Please return every one of the records below, reproducing each line without any change.

:: PROVIDED INFORMATION ::

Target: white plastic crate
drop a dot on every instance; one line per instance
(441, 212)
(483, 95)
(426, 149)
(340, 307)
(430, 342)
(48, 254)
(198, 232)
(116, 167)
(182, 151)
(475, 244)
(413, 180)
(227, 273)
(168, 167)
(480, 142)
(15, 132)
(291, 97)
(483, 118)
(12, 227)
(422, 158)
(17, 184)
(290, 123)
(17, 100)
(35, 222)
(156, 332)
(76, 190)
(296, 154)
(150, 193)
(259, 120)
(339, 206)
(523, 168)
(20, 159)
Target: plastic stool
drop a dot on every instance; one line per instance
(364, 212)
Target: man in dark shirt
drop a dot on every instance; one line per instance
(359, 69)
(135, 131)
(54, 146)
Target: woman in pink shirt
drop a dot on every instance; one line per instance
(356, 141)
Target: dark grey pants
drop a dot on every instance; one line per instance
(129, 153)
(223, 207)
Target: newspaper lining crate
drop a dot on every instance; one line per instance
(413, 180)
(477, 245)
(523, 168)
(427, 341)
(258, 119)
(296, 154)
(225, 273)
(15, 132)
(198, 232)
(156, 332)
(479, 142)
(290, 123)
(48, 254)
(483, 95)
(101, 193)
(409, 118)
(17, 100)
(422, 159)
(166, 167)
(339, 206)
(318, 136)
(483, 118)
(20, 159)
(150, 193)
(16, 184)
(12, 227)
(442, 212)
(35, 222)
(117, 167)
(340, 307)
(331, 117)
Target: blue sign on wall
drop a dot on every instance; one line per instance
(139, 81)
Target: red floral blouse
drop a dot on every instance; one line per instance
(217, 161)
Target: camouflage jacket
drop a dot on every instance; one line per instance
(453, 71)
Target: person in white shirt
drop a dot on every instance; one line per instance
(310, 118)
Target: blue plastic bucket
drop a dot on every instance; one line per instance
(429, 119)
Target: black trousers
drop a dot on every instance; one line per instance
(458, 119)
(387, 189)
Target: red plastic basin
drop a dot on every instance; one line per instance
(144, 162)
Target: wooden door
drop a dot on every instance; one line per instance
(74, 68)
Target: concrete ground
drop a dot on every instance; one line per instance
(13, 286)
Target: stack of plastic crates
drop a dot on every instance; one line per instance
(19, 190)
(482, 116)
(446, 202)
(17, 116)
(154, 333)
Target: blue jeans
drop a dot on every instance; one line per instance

:::

- SOLUTION TO THIS EXERCISE
Target: white plastic crate
drop a dot on every instance; one line per instance
(441, 212)
(483, 95)
(426, 149)
(340, 307)
(430, 342)
(48, 254)
(198, 232)
(116, 167)
(182, 151)
(475, 244)
(413, 180)
(227, 273)
(168, 167)
(480, 142)
(15, 132)
(291, 97)
(483, 118)
(12, 227)
(422, 158)
(17, 184)
(290, 123)
(17, 100)
(35, 222)
(156, 332)
(76, 190)
(296, 154)
(150, 193)
(259, 120)
(339, 206)
(523, 168)
(20, 159)
Target: plastic stool
drop a dot on every instance; one line per instance
(364, 212)
Target: man in dark shirt
drop a dot on every instance; one line per instance
(359, 69)
(135, 131)
(54, 146)
Target: woman in pink shirt
drop a dot on every instance; one line per instance
(356, 141)
Target: dark grey pants
drop a dot on every instance; one line per instance
(129, 153)
(223, 207)
Target: newspaper lining crate
drop a dot on every instance; one line per instance
(413, 180)
(477, 245)
(523, 168)
(427, 341)
(258, 119)
(296, 154)
(225, 273)
(15, 132)
(198, 232)
(156, 332)
(479, 142)
(290, 123)
(48, 254)
(483, 95)
(101, 193)
(409, 118)
(17, 100)
(422, 159)
(166, 167)
(339, 206)
(318, 136)
(483, 118)
(20, 159)
(150, 193)
(16, 184)
(12, 227)
(442, 212)
(35, 222)
(117, 167)
(340, 307)
(331, 117)
Target: blue sign on wall
drop a dot on every instance; one line per instance
(139, 81)
Target: red floral blouse
drop a dot on every instance; one line per instance
(217, 161)
Target: camouflage jacket
drop a dot on every instance; one line per instance
(453, 71)
Target: person in white shirt
drop a dot on every instance; one line per instance
(310, 118)
Target: blue plastic bucket
drop a dot on every instance; one line per instance
(429, 119)
Target: black trousers
drop a dot on every instance; one line per instance
(458, 119)
(387, 189)
Target: red plastic basin
drop a dot on every instance; one line per instance
(144, 162)
Target: wooden door
drop a dot on every instance; one line per instance
(74, 68)
Target: concrete ground
drop a dot on every instance; one line per instance
(13, 286)
Target: stack of plastic crates
drop a dot on every instance; one line per instance
(19, 190)
(482, 116)
(446, 202)
(17, 116)
(154, 333)
Target: blue jeans
drop a dot on every instance; one line per instance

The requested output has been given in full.